== The input
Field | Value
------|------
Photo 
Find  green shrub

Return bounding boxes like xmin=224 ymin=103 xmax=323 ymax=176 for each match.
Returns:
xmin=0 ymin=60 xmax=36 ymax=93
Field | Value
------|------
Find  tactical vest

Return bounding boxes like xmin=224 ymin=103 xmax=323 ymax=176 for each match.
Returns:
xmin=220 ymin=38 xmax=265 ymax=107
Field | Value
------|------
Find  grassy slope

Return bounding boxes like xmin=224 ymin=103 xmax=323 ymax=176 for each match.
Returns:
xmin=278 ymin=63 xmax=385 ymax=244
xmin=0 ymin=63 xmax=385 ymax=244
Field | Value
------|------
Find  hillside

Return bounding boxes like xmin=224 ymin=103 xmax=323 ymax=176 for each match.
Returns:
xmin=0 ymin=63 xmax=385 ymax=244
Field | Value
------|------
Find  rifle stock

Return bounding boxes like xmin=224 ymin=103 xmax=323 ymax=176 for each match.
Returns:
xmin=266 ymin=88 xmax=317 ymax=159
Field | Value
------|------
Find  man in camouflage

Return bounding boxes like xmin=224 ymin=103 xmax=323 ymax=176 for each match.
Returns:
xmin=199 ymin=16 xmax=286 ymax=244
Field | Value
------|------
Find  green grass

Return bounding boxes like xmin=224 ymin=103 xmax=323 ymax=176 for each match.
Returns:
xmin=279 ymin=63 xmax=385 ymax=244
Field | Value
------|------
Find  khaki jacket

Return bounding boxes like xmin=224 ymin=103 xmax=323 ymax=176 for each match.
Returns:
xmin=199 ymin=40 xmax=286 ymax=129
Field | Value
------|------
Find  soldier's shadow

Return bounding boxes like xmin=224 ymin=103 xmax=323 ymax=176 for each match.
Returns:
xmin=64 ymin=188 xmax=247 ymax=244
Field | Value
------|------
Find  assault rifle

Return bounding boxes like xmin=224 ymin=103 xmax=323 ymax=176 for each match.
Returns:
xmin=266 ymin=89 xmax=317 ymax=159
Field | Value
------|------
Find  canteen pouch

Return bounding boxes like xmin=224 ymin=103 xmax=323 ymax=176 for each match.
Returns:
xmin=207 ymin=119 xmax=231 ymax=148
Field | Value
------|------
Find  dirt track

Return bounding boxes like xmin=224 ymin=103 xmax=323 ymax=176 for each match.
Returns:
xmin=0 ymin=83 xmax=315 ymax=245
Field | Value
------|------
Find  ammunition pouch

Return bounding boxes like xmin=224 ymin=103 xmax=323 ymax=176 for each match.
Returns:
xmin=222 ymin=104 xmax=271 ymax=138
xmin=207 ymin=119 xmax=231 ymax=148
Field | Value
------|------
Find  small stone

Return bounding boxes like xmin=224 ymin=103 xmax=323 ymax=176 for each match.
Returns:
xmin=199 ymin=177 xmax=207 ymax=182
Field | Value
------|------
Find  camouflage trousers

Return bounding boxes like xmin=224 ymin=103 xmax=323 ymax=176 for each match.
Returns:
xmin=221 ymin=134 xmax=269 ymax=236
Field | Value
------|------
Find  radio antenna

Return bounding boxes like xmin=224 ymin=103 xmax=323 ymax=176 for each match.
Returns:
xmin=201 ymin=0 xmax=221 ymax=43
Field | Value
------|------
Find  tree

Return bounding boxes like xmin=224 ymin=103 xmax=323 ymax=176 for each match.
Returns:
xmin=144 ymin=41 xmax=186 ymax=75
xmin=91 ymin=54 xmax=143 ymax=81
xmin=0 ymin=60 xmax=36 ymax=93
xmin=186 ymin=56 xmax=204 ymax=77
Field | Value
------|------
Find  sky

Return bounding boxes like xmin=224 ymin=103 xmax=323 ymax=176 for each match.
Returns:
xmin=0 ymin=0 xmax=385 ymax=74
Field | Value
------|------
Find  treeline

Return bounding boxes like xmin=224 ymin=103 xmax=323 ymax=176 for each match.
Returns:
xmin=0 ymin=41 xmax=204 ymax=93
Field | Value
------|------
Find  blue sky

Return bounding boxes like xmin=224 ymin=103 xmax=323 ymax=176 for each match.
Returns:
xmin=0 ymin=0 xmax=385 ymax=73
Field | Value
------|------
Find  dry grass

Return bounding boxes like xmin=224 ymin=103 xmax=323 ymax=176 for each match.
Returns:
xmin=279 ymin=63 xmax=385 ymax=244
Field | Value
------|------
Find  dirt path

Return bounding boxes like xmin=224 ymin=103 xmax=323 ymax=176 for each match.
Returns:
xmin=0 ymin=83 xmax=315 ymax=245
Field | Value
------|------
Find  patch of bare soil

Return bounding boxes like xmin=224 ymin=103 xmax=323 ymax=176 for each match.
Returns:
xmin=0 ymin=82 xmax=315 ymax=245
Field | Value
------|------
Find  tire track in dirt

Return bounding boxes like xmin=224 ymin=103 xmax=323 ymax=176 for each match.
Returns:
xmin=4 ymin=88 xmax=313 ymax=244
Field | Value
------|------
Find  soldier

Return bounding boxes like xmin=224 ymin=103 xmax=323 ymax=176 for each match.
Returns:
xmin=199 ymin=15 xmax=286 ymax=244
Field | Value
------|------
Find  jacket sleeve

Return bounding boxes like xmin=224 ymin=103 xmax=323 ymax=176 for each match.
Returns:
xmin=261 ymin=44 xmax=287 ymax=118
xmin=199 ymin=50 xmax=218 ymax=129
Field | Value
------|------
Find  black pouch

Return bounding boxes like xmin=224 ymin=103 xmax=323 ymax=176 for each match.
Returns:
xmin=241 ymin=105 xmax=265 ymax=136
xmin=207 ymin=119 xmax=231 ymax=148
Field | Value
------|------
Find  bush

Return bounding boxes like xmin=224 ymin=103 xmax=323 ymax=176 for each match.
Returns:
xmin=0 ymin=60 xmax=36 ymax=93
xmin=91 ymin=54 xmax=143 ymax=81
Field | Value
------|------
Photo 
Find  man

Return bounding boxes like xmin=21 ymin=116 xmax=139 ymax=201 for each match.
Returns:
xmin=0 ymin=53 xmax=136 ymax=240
====
Set problem: Extract every line of the records above that contains the string "camouflage", copying each line in full. Treat the match as case-sensitive.

Final answer:
Find  man in camouflage
Find  camouflage trousers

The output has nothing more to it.